━━━━━ MATERIAL FOR THIS EXERCISE

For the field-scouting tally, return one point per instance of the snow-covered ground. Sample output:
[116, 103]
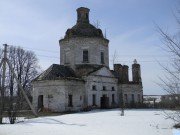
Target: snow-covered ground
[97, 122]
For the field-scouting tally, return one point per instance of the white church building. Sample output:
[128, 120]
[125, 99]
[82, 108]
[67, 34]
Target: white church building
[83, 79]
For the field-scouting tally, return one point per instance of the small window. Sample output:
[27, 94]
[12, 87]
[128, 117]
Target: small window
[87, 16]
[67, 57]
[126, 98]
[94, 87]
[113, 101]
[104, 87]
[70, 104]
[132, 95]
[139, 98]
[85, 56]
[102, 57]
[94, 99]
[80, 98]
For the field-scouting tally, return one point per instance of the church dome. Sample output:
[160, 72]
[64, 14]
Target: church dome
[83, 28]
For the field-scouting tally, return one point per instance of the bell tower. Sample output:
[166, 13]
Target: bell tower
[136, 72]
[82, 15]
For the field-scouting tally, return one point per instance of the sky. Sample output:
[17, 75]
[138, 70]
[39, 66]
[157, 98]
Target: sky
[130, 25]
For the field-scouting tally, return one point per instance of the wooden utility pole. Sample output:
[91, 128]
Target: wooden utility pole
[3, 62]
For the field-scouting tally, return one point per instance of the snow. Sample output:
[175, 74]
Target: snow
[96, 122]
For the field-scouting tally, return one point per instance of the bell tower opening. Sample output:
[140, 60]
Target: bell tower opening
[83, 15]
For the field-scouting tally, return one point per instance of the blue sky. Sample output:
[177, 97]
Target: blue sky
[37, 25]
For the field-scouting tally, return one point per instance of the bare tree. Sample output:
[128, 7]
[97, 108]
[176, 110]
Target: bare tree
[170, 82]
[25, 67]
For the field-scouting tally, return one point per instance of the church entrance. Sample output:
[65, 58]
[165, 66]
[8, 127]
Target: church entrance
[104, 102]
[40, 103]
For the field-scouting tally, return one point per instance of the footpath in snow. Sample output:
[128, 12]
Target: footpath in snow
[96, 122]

━━━━━━━━━━
━━━━━ MATERIAL FOR THIS EXERCISE

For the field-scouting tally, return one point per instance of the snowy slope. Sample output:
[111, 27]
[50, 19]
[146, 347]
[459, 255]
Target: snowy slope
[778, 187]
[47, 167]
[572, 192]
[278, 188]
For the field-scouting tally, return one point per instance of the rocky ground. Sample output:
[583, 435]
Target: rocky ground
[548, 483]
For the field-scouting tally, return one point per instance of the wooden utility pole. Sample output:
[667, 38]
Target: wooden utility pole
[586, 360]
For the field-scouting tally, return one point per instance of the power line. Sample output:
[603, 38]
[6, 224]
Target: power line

━━━━━━━━━━
━━━━━ MATERIAL FOR THIS EXERCISE

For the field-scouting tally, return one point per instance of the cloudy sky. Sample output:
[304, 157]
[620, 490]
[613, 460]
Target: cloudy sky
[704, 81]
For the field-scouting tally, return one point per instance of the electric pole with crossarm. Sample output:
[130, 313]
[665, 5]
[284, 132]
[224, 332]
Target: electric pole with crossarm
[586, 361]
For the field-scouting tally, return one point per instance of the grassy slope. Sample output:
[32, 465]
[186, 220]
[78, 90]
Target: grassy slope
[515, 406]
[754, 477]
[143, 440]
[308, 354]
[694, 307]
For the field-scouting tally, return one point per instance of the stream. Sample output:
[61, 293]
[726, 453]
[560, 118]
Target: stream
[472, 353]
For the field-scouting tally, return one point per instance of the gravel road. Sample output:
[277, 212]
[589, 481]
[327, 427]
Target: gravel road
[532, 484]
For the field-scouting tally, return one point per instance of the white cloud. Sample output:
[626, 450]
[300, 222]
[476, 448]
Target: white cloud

━━━━━━━━━━

* [WHAT TO WORK ON]: Please copy out the material from the line with "the white cloud." up to and including the line with "Target: white cloud".

* [EXERCISE RESULT]:
For the field-scouting tally, return one point per instance of the white cloud. Sample output:
[626, 450]
[300, 222]
[476, 448]
Target: white cloud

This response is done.